EXERCICE COURT 1 » Relevez chaque ligne des enregistrements ci-dessous où figure la chaîne « crane ».

Plus généralement, quel regard portez-vous sur le SNU ? Quels sont selon vous les freins à son développement ? Faudrait-il le rendre obligatoire ? Quels seraient les obstacles à sa généralisation ?

Enfin, comment, selon vous, renforcer l'engagement des jeunes de manière générale ?

M. Vincent Séguéla, secrétaire général de la Fédération Léo Lagrange. - Merci pour votre invitation. Les principes de l'éducation populaire, dont l'élue locale qui s'est exprimée ce matin lors de votre table ronde souhaite le retour, n'ont en réalité pas disparu. L'enjeu est toutefois de renforcer les actions d'éducation populaire dans le processus de formation des jeunes. Nous entendons d'ailleurs de plus en plus d'élus locaux plaider en ce sens.

Les Rencontres de l'éducation populaire, organisées récemment à Marseille, et qui regroupaient des élus locaux ainsi que diverses associations, dont l'Association des maires de France (AMF), témoignent de cette volonté. Les Journées nationales de l'éducation populaire se tiendront par ailleurs prochainement à Poitiers. La secrétaire d'État chargée de la jeunesse et de l'engagement a également organisé des Assises de l'animation. Le sujet de l'éducation populaire revient donc au coeur du débat public, ce dont nous nous félicitons.

L'éducation populaire est difficile à définir. Il en existe du reste plusieurs définitions. L'éducation populaire recouvre des actions complémentaires de celles menées par d'autres acteurs plus traditionnels de la formation. Elle complète ainsi, sur des temps différents, le processus éducatif familial, le processus de formation et d'éducation scolaire ainsi que les parcours de formation professionnelle développés en entreprise.

On peut aussi présenter l'éducation populaire comme une série d'actions éducatives et formatives organisées sur du temps libre ou du temps libéré ; le « temps libéré » renvoie, par exemple, à la situation d'une personne en recherche d'emploi.

En 1900, on travaillait 200 000 heures en moyenne dans une vie, pour 100 000 heures de temps libre. Actuellement, nous ne travaillons plus que 67 000 heures pour 400 000 heures de temps libre. Tout un espace s'est donc développé au cours du dernier siècle. La fédération oeuvre pour que ce temps libre ne soit pas un temps oisif, mais aussi un temps d'éducation et de formation.

DONNÉES EXTRAITES »
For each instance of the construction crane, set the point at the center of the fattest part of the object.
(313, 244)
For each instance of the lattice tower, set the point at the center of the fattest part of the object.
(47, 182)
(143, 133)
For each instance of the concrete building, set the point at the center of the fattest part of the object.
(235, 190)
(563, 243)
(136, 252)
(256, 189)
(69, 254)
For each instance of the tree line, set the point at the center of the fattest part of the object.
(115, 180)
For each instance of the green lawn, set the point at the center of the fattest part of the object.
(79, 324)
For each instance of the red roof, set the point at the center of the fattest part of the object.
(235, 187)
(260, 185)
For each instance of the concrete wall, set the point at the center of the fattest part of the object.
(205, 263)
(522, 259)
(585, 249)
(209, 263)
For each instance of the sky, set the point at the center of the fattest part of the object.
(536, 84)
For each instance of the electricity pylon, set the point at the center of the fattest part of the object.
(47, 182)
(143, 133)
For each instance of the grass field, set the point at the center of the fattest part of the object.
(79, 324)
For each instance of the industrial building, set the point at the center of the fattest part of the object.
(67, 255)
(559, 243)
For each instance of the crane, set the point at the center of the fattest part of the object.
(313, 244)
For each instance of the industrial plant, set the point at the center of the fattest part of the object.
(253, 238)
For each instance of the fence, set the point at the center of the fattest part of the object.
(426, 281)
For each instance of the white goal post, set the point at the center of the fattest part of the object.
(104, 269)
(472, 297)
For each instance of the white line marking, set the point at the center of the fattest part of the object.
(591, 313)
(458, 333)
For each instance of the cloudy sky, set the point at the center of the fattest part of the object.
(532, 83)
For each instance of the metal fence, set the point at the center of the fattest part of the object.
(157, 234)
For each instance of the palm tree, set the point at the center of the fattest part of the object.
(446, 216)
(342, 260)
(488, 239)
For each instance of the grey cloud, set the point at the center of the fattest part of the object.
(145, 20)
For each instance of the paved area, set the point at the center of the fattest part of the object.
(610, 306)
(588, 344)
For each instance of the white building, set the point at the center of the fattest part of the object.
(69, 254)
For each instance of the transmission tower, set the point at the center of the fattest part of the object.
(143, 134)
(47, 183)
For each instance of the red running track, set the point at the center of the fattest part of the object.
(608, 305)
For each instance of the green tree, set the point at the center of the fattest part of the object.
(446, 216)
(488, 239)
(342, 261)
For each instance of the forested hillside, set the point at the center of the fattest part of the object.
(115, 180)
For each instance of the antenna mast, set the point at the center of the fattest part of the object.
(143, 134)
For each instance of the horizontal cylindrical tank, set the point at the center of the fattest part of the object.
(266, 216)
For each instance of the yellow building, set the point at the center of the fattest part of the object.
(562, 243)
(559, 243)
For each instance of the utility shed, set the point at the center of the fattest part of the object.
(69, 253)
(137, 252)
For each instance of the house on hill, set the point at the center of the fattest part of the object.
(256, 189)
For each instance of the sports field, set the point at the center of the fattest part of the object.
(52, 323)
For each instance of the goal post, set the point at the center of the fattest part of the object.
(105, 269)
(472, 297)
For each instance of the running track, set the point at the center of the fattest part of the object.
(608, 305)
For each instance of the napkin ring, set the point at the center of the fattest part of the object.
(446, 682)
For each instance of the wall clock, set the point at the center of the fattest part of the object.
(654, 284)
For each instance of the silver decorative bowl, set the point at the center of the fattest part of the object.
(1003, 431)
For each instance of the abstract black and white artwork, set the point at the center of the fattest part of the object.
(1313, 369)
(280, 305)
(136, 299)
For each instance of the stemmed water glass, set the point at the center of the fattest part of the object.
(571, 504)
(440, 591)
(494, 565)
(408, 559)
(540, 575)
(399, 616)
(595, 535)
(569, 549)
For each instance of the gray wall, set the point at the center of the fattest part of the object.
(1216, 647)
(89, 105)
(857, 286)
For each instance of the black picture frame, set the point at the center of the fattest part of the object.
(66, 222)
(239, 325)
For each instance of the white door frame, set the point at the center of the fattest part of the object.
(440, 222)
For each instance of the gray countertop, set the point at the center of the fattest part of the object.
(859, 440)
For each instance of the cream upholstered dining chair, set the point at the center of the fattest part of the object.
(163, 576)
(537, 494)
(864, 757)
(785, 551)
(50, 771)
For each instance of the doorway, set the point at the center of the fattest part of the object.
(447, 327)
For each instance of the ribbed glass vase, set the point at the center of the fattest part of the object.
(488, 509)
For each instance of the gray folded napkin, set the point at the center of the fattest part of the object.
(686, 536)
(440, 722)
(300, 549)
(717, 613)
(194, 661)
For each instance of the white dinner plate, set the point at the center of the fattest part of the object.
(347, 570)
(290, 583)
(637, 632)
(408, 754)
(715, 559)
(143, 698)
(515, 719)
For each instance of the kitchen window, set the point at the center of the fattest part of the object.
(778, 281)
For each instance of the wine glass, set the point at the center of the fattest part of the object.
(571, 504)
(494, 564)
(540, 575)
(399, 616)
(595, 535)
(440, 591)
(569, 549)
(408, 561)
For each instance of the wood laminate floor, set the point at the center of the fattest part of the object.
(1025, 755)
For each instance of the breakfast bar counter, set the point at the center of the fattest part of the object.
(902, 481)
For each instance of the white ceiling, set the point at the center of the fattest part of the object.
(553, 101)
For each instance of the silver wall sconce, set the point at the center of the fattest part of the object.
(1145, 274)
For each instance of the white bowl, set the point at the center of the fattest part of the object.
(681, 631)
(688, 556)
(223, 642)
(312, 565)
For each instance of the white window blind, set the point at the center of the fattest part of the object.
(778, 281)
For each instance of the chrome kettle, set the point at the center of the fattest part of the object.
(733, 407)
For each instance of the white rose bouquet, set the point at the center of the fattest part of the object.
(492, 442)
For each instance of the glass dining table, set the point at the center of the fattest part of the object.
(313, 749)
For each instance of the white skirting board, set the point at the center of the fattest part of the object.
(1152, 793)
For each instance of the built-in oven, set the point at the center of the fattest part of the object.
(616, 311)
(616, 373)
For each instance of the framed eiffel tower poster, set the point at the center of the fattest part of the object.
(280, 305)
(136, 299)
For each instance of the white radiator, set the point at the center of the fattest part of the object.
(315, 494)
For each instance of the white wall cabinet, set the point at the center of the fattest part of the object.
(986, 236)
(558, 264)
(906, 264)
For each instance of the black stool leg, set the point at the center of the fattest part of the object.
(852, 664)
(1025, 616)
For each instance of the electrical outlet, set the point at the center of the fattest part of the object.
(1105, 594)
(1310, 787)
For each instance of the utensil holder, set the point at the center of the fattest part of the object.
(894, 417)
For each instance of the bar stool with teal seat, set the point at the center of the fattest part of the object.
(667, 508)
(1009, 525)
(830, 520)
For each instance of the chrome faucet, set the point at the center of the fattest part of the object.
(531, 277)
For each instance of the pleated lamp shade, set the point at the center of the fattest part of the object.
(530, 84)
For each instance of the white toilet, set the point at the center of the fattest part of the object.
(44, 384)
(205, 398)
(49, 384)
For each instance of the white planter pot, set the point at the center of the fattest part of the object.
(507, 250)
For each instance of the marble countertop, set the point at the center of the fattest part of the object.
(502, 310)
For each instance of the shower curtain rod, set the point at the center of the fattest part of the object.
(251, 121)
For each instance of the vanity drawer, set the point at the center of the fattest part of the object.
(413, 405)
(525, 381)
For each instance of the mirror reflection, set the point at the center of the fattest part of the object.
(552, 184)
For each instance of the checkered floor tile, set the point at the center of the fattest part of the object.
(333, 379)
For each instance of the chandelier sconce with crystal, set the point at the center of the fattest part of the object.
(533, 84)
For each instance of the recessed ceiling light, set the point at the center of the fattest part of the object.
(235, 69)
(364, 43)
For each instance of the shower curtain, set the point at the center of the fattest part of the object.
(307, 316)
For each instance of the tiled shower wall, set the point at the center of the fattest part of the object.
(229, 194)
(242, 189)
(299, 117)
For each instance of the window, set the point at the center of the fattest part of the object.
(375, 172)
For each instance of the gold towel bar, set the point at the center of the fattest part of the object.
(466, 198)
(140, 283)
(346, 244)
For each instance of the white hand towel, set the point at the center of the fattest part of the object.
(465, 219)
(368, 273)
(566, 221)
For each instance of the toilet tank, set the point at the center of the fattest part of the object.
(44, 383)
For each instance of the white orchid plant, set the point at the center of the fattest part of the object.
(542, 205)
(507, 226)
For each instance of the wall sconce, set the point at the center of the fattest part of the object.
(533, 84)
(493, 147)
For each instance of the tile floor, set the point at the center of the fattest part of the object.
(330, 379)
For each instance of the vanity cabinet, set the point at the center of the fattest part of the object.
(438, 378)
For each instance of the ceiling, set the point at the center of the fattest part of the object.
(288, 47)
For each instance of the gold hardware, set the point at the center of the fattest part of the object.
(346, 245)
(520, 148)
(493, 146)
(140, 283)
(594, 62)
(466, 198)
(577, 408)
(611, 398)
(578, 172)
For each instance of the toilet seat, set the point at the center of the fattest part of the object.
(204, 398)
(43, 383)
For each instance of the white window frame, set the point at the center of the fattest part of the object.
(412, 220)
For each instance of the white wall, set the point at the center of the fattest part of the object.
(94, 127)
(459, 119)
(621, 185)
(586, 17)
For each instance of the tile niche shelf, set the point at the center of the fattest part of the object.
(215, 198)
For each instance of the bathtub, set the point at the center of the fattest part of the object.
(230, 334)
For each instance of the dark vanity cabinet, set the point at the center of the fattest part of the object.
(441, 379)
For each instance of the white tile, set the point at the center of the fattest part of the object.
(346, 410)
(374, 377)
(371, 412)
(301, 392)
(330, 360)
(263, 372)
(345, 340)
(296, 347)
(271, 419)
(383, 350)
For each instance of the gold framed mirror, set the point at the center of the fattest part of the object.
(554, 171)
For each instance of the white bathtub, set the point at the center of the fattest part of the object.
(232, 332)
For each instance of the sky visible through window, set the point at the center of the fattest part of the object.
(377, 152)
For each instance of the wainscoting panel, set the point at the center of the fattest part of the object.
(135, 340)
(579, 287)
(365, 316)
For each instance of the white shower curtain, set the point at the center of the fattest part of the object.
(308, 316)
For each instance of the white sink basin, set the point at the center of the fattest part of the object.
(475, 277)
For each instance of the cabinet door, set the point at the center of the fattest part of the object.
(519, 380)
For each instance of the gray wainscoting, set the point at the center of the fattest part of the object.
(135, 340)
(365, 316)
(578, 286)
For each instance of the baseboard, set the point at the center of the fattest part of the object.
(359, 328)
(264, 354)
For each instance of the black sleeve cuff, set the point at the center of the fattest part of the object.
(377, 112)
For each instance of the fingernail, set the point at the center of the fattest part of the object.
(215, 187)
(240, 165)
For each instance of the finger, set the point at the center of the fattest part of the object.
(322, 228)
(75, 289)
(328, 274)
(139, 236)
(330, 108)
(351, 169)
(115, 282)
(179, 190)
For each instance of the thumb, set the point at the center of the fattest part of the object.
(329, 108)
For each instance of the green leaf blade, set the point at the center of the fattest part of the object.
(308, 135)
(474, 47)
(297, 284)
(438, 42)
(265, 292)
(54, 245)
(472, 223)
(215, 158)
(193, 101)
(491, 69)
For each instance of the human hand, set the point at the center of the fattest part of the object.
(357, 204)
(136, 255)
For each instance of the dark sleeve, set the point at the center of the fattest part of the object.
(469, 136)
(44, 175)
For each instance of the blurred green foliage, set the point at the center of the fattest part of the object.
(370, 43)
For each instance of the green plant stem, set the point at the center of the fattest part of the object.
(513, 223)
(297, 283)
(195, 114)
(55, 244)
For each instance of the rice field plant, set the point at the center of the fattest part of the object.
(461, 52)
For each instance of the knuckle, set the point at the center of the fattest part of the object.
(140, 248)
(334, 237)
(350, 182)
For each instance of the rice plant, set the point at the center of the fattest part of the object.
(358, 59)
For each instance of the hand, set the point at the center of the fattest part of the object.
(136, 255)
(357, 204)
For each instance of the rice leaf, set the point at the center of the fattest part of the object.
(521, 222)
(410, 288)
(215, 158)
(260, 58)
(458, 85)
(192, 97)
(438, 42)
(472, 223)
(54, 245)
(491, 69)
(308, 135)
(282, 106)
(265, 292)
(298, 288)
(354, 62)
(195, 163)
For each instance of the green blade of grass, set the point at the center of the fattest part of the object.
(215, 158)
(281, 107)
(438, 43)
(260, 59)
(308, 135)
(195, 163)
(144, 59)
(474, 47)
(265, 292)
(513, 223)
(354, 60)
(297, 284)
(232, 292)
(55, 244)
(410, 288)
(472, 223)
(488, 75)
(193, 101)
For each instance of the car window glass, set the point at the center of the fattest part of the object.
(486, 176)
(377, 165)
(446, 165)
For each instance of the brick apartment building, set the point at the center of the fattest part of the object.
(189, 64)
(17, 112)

EXERCICE COURT 2 » Recopiez, dans le passage ci-dessus sur l'éducation populaire, le texte qui va de « On peut aussi » à « et de formation. ».

RÉSULTAT 1 »
For each instance of the construction crane, set the point at the center of the fattest part of the object.
For each instance of the crane, set the point at the center of the fattest part of the object.

RÉSULTAT 2 »
On peut aussi présenter l'éducation populaire comme une série d'actions éducatives et formatives organisées sur du temps libre ou du temps libéré ; le « temps libéré » renvoie, par exemple, à la situation d'une personne en recherche d'emploi.

En 1900, on travaillait 200 000 heures en moyenne dans une vie, pour 100 000 heures de temps libre. Actuellement, nous ne travaillons plus que 67 000 heures pour 400 000 heures de temps libre. Tout un espace s'est donc développé au cours du dernier siècle. La fédération oeuvre pour que ce temps libre ne soit pas un temps oisif, mais aussi un temps d'éducation et de formation.